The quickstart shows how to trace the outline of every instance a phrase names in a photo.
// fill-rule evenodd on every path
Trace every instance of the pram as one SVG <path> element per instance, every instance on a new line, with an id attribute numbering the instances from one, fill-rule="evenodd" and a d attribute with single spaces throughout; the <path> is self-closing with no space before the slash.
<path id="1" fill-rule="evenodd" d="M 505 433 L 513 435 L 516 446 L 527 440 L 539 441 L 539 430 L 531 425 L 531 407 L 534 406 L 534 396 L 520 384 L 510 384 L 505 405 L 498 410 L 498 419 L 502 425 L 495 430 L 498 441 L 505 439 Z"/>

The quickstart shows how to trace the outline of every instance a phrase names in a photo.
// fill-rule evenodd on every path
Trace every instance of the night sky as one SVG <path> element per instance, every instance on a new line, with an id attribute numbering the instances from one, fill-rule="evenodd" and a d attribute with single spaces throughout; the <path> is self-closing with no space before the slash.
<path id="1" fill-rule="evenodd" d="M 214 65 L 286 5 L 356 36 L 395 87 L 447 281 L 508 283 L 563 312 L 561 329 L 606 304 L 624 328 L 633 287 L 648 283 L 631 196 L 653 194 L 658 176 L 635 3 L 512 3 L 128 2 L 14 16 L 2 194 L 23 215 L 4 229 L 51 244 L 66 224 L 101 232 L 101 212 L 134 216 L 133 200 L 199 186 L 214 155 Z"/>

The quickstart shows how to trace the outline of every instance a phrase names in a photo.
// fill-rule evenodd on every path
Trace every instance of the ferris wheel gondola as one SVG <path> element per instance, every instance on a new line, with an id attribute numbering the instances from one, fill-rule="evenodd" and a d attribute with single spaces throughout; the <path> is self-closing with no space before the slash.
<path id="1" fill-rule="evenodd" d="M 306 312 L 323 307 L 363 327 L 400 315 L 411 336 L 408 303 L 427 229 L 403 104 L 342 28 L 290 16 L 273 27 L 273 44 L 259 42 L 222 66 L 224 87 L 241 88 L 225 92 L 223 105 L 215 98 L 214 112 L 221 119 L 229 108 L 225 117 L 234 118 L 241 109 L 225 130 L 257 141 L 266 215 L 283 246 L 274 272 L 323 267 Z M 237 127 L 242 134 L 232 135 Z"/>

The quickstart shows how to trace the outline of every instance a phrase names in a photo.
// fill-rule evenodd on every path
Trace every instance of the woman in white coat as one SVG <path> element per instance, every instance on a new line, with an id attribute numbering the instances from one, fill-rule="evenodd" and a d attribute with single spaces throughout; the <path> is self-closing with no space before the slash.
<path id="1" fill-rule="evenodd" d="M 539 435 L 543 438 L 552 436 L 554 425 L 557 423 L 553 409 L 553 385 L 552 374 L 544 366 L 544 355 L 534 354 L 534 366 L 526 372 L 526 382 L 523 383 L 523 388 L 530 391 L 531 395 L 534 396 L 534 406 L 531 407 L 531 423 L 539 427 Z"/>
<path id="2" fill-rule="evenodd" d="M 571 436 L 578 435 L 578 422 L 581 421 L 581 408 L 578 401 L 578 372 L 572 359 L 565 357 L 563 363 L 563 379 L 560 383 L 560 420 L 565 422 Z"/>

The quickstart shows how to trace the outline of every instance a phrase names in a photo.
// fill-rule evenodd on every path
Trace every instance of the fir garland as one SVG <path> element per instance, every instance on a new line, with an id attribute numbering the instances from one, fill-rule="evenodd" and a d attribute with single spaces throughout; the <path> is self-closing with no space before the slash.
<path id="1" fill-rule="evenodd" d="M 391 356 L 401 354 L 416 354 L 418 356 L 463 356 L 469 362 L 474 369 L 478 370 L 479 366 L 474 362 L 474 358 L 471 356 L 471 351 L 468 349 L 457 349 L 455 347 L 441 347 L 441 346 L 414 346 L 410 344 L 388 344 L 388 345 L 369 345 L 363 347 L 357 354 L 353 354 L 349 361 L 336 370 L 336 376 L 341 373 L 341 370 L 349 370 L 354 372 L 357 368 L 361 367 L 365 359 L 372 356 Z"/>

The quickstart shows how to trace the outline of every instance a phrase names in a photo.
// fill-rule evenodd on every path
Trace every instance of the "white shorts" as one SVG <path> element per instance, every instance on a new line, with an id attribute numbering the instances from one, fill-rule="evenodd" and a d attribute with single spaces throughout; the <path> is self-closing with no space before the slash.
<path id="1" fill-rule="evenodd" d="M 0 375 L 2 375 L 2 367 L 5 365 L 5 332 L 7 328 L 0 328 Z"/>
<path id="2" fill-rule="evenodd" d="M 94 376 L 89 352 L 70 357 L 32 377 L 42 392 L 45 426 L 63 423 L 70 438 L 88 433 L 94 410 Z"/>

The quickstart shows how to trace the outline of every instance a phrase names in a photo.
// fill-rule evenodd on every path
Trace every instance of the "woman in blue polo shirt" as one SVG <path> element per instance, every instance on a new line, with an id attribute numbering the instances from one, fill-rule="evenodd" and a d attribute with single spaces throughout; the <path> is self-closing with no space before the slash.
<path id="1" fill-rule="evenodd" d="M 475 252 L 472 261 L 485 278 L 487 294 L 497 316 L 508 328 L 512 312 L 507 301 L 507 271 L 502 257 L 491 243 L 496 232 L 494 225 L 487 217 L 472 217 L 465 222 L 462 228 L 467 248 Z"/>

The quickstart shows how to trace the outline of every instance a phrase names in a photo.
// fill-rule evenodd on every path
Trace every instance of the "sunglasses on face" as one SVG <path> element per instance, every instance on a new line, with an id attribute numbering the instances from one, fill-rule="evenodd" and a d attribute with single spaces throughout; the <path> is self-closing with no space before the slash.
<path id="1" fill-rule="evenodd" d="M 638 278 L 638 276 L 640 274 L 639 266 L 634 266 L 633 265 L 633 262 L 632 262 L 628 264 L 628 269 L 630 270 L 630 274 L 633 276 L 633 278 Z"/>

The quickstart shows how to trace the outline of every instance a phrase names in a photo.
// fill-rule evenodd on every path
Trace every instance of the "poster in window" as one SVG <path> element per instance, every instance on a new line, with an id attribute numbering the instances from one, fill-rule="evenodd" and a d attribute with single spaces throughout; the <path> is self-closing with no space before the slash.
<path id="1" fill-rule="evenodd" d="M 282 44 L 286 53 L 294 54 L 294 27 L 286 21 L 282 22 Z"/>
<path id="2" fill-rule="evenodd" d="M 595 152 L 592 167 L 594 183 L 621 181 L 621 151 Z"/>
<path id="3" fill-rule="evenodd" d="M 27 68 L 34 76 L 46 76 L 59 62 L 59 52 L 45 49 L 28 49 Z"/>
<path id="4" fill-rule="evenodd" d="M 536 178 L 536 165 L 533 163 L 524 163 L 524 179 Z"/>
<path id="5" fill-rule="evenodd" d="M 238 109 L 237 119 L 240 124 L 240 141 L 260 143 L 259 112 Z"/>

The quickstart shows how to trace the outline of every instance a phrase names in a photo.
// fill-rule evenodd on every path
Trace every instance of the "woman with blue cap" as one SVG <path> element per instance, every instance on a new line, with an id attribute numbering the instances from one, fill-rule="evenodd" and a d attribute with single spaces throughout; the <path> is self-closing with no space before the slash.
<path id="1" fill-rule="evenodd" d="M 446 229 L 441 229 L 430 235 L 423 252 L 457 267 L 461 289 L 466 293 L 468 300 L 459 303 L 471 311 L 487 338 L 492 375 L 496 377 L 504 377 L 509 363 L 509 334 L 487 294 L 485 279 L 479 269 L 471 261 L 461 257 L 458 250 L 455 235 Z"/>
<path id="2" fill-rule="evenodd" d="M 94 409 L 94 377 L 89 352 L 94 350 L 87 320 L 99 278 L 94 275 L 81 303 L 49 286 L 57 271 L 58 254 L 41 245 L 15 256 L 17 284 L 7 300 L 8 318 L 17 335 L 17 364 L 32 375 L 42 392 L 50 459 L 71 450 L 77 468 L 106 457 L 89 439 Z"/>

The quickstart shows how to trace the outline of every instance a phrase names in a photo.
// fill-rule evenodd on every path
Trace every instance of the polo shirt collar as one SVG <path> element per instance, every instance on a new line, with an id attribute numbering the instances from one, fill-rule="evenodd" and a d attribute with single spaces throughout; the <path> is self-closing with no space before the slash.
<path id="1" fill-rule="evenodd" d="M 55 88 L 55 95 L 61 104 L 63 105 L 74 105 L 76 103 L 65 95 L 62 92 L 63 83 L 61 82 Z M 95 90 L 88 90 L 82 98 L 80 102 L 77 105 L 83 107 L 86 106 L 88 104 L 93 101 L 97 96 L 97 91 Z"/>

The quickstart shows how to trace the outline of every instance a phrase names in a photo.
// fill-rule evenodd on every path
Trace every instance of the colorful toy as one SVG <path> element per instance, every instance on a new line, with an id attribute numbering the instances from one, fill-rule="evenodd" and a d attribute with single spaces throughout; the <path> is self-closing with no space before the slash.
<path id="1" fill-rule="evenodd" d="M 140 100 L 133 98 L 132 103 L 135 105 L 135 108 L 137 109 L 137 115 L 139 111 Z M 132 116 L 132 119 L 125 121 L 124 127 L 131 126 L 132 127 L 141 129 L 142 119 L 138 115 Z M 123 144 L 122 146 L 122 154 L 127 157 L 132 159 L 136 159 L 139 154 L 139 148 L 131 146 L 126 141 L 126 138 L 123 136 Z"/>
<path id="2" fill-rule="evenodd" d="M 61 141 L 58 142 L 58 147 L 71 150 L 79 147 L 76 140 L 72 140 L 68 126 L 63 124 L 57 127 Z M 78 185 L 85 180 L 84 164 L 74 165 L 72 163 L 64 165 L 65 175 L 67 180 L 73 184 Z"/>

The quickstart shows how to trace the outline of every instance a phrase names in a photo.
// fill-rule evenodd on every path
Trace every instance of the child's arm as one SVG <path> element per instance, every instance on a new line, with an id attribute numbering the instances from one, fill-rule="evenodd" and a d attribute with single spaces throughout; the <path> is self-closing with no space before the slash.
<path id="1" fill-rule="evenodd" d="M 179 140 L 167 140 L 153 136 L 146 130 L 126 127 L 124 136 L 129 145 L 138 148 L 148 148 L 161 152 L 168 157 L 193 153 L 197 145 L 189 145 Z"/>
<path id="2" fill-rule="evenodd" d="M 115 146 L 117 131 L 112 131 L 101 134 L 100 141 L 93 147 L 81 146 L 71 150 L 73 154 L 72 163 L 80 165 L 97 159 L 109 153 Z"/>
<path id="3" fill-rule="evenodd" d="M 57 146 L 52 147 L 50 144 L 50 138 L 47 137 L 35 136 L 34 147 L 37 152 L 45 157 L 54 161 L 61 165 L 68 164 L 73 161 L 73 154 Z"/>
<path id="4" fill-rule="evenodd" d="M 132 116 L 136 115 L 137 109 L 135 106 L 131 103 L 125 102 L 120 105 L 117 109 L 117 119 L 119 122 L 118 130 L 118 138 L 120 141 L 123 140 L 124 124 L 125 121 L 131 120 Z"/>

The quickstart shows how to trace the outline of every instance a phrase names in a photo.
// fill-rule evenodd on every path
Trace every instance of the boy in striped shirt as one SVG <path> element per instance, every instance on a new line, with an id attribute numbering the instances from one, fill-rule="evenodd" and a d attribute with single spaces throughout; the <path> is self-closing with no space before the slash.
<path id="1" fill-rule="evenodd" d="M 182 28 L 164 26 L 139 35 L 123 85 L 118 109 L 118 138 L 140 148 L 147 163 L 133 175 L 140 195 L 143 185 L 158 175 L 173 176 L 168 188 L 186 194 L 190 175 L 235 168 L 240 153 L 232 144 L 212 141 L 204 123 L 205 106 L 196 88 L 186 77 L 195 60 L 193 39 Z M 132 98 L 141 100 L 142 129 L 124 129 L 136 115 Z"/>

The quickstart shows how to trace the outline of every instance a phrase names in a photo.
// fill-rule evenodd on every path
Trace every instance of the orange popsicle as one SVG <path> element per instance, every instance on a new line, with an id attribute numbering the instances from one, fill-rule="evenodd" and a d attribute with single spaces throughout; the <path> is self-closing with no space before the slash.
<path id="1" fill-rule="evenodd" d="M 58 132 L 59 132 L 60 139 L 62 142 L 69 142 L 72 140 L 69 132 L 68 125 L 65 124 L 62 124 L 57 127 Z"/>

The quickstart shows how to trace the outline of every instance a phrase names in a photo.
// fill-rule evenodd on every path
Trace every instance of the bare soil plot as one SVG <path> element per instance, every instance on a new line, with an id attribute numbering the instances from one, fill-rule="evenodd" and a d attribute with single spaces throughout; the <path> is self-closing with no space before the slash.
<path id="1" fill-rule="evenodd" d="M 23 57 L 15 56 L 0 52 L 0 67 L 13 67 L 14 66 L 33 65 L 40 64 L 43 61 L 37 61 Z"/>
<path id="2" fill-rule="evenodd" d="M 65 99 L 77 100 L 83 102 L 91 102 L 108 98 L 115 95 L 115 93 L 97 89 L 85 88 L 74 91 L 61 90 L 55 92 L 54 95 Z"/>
------------
Report how many lines in the rows above contain the string "woman", matching case exactly. Give only the number.

**RESULT OF THIS EXERCISE**
3